• _Input_:
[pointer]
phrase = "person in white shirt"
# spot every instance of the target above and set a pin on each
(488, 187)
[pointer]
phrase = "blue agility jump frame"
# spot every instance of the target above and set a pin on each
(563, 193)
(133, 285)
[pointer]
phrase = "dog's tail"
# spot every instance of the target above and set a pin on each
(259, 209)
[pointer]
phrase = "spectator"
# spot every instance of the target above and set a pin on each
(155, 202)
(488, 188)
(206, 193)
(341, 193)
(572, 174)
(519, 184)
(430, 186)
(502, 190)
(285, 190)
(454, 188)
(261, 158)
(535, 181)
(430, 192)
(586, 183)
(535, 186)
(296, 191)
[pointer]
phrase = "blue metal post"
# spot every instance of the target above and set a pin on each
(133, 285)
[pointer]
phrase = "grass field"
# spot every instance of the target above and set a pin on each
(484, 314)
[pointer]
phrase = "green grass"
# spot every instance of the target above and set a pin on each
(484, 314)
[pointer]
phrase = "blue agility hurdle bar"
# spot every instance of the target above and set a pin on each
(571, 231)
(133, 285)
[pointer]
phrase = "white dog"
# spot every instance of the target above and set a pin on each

• _Exercise description_: So that no detail is lost, give every line of the data again exactly.

• _Exercise solution_:
[pointer]
phrase = "person in white shirt"
# spot every instance of the target above and set a pin on each
(488, 187)
[pointer]
phrase = "blue agility jump frame"
# spot every instance of the target above and set a pin on each
(563, 193)
(133, 285)
[pointer]
phrase = "dog's tail"
# spot every instance of the target above and set a pin on each
(259, 209)
[pointer]
phrase = "spectator"
# spot every instance of the target above and set a pin on each
(155, 202)
(488, 188)
(206, 193)
(341, 193)
(572, 174)
(519, 184)
(430, 186)
(502, 190)
(285, 190)
(454, 188)
(261, 158)
(535, 181)
(430, 192)
(586, 183)
(535, 186)
(296, 191)
[pointer]
phrase = "blue metal post"
# spot every instance of the target above and set a pin on each
(133, 285)
[pointer]
phrase = "grass field"
# spot every instance of the target above and set a pin on each
(484, 314)
[pointer]
phrase = "green grass"
# spot every instance of the target above and set a pin on each
(484, 314)
[pointer]
phrase = "blue agility hurdle bar"
# spot every instance of the target above and set a pin on each
(571, 231)
(133, 285)
[pointer]
phrase = "white dog"
# spot every instance of the target above and set a pin on each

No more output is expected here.